Oral use: syrup which contains 5.50 mg extract/ml;

Adults: 82.5 mg 3 – 4 times daily (corresponding to 1,485-1,980 mg of the herbal substance per day)

Children: 27.5 mg 3 – 4 times daily (corresponding to 495-660 mg of the herbal substance per day)

Oro-pharyngeal use: a pastille contains 10 mg of the extract

Adults: 10 mg 10-12 times daily (corresponding to 600-720 mg of the herbal substance per day)

Children from 6 years of age: 10 mg 5 -6 times daily (corresponding to 300-360mg of the herbal substance per day)

Rapporteur’s comment: this product is covered by the following preparation (dry extract (6-8:1), extraction solvent: water) thus it is not mentioned separately in the monograph but its posology is taken into account.

3. Dry extract (6-8:1), extraction solvent: water

The preparation which is made from the dried herbal substance has been on the German market at least since 1976.

Oromucosal use: a pastille contains 7.5 mg dry extract

Adults and adolescents over 12 years of age: 10 to 12 pastilles daily, 7.5 mg 10 – 12 times daily (corresponding to 450-720 mg of the herbal substance per day)

Children 5 to 11 years of age: 5 to 6 pastilles daily, 7.5 mg 5 – 6 times daily (corresponding to 225- 360 mg of the herbal substance per day)

Duration of use: no limit

Products that do not meet the requirements of traditional use for thirty years:

Dry extract (DER 6-10:1), extraction solvent: ethanol 50% (V/V) has been on the French market since 1998.

Oromucosal use: a lozenge contains 15 mg of extract

Adults: 4 to 6 lozenges daily

Children over 6 years of age: 2 to 3 lozenges daily

Based on the data provided by Member States, the following information on the two herbal preparations are included in the monograph:

Oromucosal use

Adolescents, adults and elderly

a)Dry extract (DER 3.5-5.5:1), extraction solvent water: 10 mg, 10 – 12 times daily

b)Dry extract (DER 6-8:1), extraction solvent water: 7.5 – 10 mg, 10 – 12 times daily

Children 6 – 11 years of age

a)Dry extract (DER 3.5-5.5:1), extraction solvent water: 10 mg, 5 – 6 times daily

b)Dry extract (DER 6-8:1), extraction solvent water: 7.5 – 10 mg, 5 – 6 times daily

The oromucosal use in children under 6 years of age is not recommended.

The tablet/lozenge will dissolve in the mouth without chewing.
##############################
**Exercise instructions**
• A. In the dosage excerpt, reproduce everything from "Rapporteur’s comment: this" down to "450-720 mg of the herbal substance per day)".
• B. According to the dosage excerpt, since when has the dry extract (6-8:1) made with water been on the German market?
• C. Recast the paragraph of the dosage excerpt that begins "Adults and adolescents over 12 years of age" as a short list.

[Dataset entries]
##############################
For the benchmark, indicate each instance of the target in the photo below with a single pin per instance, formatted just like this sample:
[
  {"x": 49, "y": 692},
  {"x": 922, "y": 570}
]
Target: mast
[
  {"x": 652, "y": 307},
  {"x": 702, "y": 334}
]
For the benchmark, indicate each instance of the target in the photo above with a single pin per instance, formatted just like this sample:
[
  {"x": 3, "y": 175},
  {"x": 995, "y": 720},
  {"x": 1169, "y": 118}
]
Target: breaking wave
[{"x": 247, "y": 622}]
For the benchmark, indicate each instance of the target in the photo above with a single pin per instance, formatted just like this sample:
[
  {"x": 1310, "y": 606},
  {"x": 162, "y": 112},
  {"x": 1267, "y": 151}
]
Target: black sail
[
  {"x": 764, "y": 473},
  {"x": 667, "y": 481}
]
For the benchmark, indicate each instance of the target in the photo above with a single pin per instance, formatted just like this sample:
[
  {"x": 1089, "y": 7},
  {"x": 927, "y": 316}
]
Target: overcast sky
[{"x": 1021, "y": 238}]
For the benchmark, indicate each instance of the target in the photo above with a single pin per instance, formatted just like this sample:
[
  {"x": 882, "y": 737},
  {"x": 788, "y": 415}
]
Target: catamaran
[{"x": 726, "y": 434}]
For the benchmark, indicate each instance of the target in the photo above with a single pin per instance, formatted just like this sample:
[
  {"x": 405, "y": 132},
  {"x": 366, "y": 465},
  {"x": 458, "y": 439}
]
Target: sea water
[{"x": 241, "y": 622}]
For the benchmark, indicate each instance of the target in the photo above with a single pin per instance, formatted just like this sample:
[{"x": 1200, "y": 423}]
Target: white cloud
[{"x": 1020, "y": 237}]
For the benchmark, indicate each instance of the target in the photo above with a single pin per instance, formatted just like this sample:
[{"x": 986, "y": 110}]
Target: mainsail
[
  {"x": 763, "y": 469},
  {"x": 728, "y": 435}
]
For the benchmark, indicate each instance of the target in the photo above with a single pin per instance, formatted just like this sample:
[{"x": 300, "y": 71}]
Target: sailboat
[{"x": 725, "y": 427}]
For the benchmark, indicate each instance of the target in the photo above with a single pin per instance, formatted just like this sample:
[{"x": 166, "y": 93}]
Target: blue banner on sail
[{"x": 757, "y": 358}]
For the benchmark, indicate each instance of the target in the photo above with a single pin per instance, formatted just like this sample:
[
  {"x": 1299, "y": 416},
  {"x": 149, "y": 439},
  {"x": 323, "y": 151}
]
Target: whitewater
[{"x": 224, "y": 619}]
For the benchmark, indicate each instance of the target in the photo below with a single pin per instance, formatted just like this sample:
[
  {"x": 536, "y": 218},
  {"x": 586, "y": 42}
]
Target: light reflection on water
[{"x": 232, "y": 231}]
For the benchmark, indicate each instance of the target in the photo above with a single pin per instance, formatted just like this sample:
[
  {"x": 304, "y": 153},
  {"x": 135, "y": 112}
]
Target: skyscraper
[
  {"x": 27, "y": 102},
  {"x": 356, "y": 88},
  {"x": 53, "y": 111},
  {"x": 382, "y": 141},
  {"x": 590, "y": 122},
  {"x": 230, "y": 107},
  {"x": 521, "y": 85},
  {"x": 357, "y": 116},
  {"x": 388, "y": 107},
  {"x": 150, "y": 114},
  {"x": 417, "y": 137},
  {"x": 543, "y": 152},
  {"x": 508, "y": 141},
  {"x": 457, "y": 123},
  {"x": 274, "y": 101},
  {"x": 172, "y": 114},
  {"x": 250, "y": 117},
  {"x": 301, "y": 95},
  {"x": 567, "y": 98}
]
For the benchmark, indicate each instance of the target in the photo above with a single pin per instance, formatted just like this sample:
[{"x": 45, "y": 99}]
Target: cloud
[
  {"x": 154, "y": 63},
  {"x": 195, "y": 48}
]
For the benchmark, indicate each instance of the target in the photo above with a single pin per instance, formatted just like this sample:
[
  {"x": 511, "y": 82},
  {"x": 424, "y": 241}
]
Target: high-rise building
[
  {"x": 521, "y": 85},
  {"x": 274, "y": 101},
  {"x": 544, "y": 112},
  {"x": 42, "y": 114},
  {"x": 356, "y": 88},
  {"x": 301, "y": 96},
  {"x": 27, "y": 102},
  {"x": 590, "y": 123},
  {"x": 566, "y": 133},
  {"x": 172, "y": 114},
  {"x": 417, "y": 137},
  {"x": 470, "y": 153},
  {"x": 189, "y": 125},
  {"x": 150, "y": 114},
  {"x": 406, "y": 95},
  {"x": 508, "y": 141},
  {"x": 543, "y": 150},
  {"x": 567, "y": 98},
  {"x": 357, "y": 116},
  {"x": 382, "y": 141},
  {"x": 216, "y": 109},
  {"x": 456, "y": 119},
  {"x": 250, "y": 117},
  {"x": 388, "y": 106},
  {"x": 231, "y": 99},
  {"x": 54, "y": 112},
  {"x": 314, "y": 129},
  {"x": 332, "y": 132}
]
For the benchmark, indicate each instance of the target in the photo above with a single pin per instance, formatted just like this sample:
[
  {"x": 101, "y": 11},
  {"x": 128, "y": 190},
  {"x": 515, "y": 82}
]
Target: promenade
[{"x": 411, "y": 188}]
##############################
**Solutions to the exercise**
• A.
Rapporteur’s comment: this product is covered by the following preparation (dry extract (6-8:1), extraction solvent: water) thus it is not mentioned separately in the monograph but its posology is taken into account.

3. Dry extract (6-8:1), extraction solvent: water

The preparation which is made from the dried herbal substance has been on the German market at least since 1976.

Oromucosal use: a pastille contains 7.5 mg dry extract

Adults and adolescents over 12 years of age: 10 to 12 pastilles daily, 7.5 mg 10 – 12 times daily (corresponding to 450-720 mg of the herbal substance per day)

• B. At least since 1976.

• C.
- Group: adults and adolescents over 12 years of age
- Dose: 10 to 12 pastilles daily, at 7.5 mg each time
- Equivalent: 450–720 mg of the herbal substance per day